> **The task**: Reproduce the items word for word, starting at the very first line and ending at the line that contains "[166,0,485,129]", with both ends included. Leave the pictures out of your answer.

Dataset records:
● ● ● ● ●

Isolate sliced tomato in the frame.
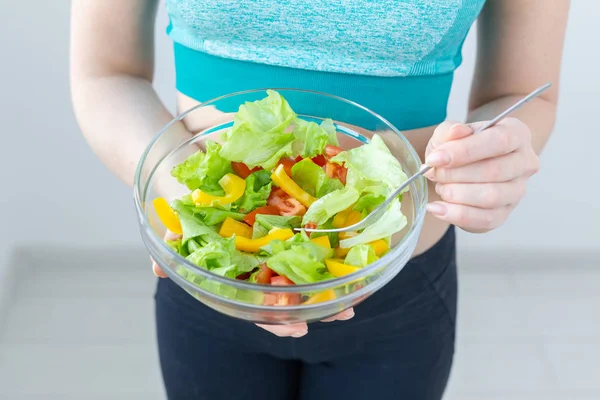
[231,161,262,179]
[325,144,342,158]
[267,188,306,216]
[244,206,279,226]
[311,154,327,167]
[277,158,296,178]
[256,264,275,285]
[304,222,318,229]
[235,272,252,281]
[325,162,348,185]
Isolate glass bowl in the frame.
[134,89,427,325]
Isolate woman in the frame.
[71,0,569,400]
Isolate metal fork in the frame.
[294,83,552,233]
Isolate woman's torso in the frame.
[167,0,485,255]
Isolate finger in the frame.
[425,121,473,156]
[435,180,526,209]
[321,308,354,322]
[427,201,512,232]
[150,258,168,278]
[427,152,528,183]
[256,322,308,338]
[425,119,526,168]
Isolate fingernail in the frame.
[427,203,446,217]
[425,151,450,167]
[340,311,354,321]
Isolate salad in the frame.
[154,90,408,305]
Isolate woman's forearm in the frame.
[72,75,190,186]
[467,94,556,154]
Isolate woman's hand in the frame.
[425,118,539,233]
[256,308,354,338]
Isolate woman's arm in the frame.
[71,0,189,185]
[468,0,570,154]
[426,0,569,233]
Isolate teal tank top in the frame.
[166,0,485,130]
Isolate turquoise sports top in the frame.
[166,0,485,129]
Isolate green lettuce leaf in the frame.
[235,170,272,213]
[293,119,338,157]
[302,187,359,225]
[344,244,377,267]
[171,140,232,193]
[340,199,407,249]
[261,232,333,262]
[221,90,296,170]
[292,159,344,198]
[171,196,246,226]
[267,246,332,285]
[194,207,246,226]
[177,238,265,304]
[330,135,408,192]
[187,238,264,279]
[354,186,391,215]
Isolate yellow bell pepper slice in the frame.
[325,258,361,277]
[271,164,317,207]
[235,229,294,253]
[369,239,390,257]
[152,197,183,235]
[192,174,246,206]
[310,235,331,249]
[334,239,390,258]
[302,289,335,304]
[219,217,252,238]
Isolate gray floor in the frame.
[0,251,600,400]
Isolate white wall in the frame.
[0,0,600,282]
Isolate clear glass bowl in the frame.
[134,89,427,325]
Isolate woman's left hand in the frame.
[425,118,539,233]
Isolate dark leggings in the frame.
[155,227,457,400]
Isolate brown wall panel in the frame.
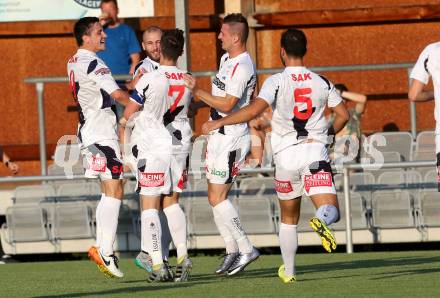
[257,22,440,132]
[154,0,218,17]
[255,0,440,12]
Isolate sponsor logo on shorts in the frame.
[211,168,227,178]
[89,155,107,172]
[275,179,293,193]
[437,166,440,183]
[231,162,240,178]
[177,170,188,190]
[73,0,101,8]
[304,172,332,192]
[139,172,165,187]
[95,67,110,75]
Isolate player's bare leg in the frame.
[208,182,260,275]
[310,194,339,252]
[89,179,124,277]
[278,197,301,283]
[162,192,192,281]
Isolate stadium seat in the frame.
[6,204,50,243]
[53,201,94,239]
[331,192,367,230]
[424,169,438,188]
[372,190,415,228]
[14,184,55,204]
[419,190,440,227]
[415,131,435,154]
[370,131,413,161]
[413,151,436,177]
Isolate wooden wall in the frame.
[0,0,440,175]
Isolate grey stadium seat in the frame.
[330,192,367,230]
[57,182,101,197]
[6,204,49,242]
[372,190,415,228]
[375,131,413,161]
[54,201,93,239]
[419,190,440,227]
[415,130,435,154]
[14,184,55,204]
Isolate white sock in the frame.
[214,200,252,253]
[279,223,298,276]
[95,194,105,247]
[141,209,163,266]
[163,204,188,260]
[97,196,121,256]
[212,207,238,254]
[159,211,172,261]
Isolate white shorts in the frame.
[132,142,171,196]
[81,140,124,180]
[171,153,189,193]
[205,133,251,184]
[274,143,336,200]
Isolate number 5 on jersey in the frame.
[293,88,313,120]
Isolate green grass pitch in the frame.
[0,251,440,298]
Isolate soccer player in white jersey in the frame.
[67,17,134,277]
[120,29,192,282]
[203,29,348,283]
[181,13,259,275]
[408,42,440,191]
[130,26,172,275]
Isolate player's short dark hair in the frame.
[281,29,307,58]
[144,25,162,33]
[335,84,348,93]
[160,28,185,60]
[99,0,118,8]
[223,13,249,43]
[73,17,99,47]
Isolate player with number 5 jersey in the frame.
[203,29,348,283]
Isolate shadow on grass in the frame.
[34,281,192,298]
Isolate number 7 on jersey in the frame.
[168,85,185,112]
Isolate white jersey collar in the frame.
[76,49,98,57]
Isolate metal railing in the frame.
[24,63,417,175]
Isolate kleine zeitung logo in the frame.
[73,0,101,8]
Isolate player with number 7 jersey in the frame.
[121,29,192,282]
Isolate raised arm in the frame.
[408,79,434,101]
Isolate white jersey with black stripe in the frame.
[410,42,440,134]
[210,52,257,136]
[67,49,120,147]
[133,57,159,77]
[258,67,342,153]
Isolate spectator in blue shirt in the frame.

● ● ● ● ●

> **Complete answer**:
Isolate sliced tomato in the frame.
[231,161,262,179]
[325,144,342,158]
[267,188,306,216]
[244,206,279,226]
[311,154,327,167]
[277,158,296,178]
[256,264,275,285]
[304,222,318,229]
[235,272,252,281]
[325,162,348,185]
Isolate glass bowl in the frame.
[134,89,427,325]
Isolate woman in the frame.
[71,0,569,400]
Isolate metal fork in the frame.
[294,83,552,233]
Isolate woman's torso in the frame.
[167,0,485,255]
Isolate finger in the frame.
[425,121,473,156]
[435,180,526,209]
[321,308,354,322]
[427,201,512,232]
[150,258,168,278]
[427,152,528,183]
[256,322,308,338]
[425,119,526,168]
Isolate fingernail in the frame.
[427,203,446,217]
[425,151,450,167]
[340,311,354,321]
Isolate salad in the frame.
[154,90,408,305]
Isolate woman's forearm in the frame.
[72,75,190,186]
[467,94,556,154]
Isolate woman's hand in the frame.
[425,118,539,233]
[256,308,354,338]
Isolate woman's arm in the frame.
[71,0,189,185]
[468,0,570,154]
[426,0,569,233]
Isolate teal tank top in the frame.
[166,0,485,130]
Isolate turquoise sports top in the frame.
[166,0,485,129]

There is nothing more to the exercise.